━━━ RAW RECORDS ━━━

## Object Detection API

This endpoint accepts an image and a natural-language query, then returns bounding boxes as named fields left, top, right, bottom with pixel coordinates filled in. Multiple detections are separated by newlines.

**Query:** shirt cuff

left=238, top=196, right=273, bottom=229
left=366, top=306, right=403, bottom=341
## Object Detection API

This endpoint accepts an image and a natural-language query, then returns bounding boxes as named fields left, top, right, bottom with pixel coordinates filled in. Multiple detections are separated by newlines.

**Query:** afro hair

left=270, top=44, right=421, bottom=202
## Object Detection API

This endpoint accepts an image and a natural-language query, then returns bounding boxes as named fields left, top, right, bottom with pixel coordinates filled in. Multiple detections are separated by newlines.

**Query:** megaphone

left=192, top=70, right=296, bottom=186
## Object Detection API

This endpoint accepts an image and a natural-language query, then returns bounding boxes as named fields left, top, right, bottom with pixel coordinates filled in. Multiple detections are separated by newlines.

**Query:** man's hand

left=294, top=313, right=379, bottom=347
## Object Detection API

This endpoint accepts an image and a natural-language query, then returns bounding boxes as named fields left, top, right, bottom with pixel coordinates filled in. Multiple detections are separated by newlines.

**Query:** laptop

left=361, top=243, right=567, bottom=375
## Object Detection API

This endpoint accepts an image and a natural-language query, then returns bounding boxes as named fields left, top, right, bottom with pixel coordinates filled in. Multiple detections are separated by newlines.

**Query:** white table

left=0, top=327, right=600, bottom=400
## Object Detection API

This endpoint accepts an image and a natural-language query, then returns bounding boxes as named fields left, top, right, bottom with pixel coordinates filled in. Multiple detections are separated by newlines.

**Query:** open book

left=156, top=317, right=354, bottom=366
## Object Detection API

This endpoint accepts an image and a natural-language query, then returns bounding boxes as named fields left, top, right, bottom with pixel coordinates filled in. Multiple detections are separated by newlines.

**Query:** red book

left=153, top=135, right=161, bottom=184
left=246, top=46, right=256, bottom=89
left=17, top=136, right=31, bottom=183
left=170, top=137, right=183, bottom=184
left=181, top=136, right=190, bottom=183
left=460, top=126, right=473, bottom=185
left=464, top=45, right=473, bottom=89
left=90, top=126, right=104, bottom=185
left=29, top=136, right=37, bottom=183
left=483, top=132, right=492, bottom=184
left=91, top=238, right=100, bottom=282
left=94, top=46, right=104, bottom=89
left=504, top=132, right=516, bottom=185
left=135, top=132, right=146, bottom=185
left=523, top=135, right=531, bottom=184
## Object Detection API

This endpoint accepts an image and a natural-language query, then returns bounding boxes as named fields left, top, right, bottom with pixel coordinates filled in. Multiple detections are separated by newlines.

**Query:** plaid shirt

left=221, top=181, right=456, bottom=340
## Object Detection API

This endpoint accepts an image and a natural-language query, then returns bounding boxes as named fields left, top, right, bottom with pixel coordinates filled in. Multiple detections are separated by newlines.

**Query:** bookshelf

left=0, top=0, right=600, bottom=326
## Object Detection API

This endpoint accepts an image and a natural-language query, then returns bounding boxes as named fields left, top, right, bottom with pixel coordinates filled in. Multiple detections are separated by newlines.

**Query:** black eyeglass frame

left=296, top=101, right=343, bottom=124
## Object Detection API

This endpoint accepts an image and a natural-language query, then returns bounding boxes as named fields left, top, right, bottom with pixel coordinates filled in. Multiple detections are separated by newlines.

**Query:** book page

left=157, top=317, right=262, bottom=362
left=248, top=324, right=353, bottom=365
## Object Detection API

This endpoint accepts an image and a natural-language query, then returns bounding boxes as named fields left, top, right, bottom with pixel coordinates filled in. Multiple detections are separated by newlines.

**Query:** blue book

━━━

__GOAL OF THE EXERCISE__.
Print all the data above again, line for line, with no changes.

__RESULT OF THE TASK__.
## Object Detection API

This endpoint accepts an image and a natural-language query, then returns bounding boxes as named fields left, top, right, bottom with pixel coordinates filled in. Multiple detections are separated by newlines.

**Query:** shirt cuff

left=238, top=196, right=273, bottom=229
left=366, top=306, right=403, bottom=341
## Object Detection API

This endpoint accepts an image and a natural-language query, then returns bounding boxes as named fields left, top, right, bottom with pixel coordinates filled in. Multiple detections are separated by newlines.

**Query:** afro hair

left=270, top=44, right=421, bottom=202
## Object Detection API

This endpoint accepts an image and a natural-language query, then returns bounding boxes as named fields left, top, right, bottom with pixel coordinates filled in. Multiple detections are separated by newlines.

**Query:** megaphone

left=192, top=70, right=296, bottom=186
## Object Detection API

This endpoint accepts an image and a natural-language query, then returns bounding boxes as named fields left, top, right, bottom with pixel coordinates filled in. Multiple detections are separated by newlines.

**Query:** man's hand

left=294, top=313, right=379, bottom=347
## Object Detection API

This endpoint accepts an image and a natural-language query, then returns bounding boxes as named fields left, top, right, bottom with pixel coordinates filled in. Multiple detections are separated by newlines.

**Query:** laptop

left=361, top=243, right=567, bottom=375
## Object Detection API

This endpoint accepts an image and a natural-language query, then returns bounding boxes as named fields left, top, right, bottom with pixel coordinates filled in. Multiple detections are separated by newlines.

**Query:** white table

left=0, top=327, right=600, bottom=400
## Object Detection API

This endpoint accepts an image and a natural-language query, then returns bounding boxes as named fields left, top, right, bottom with pixel coordinates filled in. Multiple detections are separated by newlines.

**Query:** open book

left=156, top=317, right=354, bottom=366
## Object Detection API

This endpoint accepts an image and a natural-language query, then returns bounding boxes as named fields left, top, right, bottom with pixel coordinates filled in. Multiple detections are separated by newlines.

**Query:** red book

left=153, top=135, right=161, bottom=184
left=246, top=46, right=256, bottom=89
left=17, top=136, right=31, bottom=183
left=170, top=137, right=183, bottom=184
left=181, top=136, right=190, bottom=183
left=460, top=126, right=473, bottom=185
left=464, top=45, right=473, bottom=89
left=90, top=126, right=104, bottom=185
left=29, top=136, right=37, bottom=183
left=483, top=132, right=492, bottom=184
left=91, top=238, right=100, bottom=282
left=94, top=46, right=104, bottom=89
left=504, top=132, right=516, bottom=185
left=135, top=132, right=146, bottom=185
left=523, top=135, right=531, bottom=184
## Object Detection API

This endpoint accepts an image and a natural-language query, then returns bounding boxes as named fields left, top, right, bottom with pixel coordinates filled in. Multiple detections are separated by newlines.

**Query:** plaid shirt

left=221, top=181, right=456, bottom=340
## Object Detection API

This endpoint accepts an image and a natural-language query, then returns bounding boxes as named fields left, top, right, bottom with pixel coordinates filled in. Multiple detections are separated by newlines.

**Query:** bookshelf

left=0, top=0, right=600, bottom=326
## Object Detection API

This endpoint accepts an image and a natural-language query, then returns bounding boxes as named fields left, top, right, bottom with pixel coordinates filled in. Multiple detections are separated by newlines.

**Query:** black eyeglass frame

left=296, top=101, right=343, bottom=124
## Object Detection API

This endpoint accepts an image and a natural-language query, then returns bounding boxes as named fields left, top, right, bottom with pixel coordinates filled in. Multiple detections are separated by newlines.

**Query:** book page

left=157, top=317, right=262, bottom=362
left=248, top=324, right=353, bottom=365
## Object Detection API

This endpoint accepts an image and a natural-language query, then returns bounding boxes as named fields left, top, right, bottom with pixel coordinates filled in. Multiple detections are separated by newlines.

**Query:** blue book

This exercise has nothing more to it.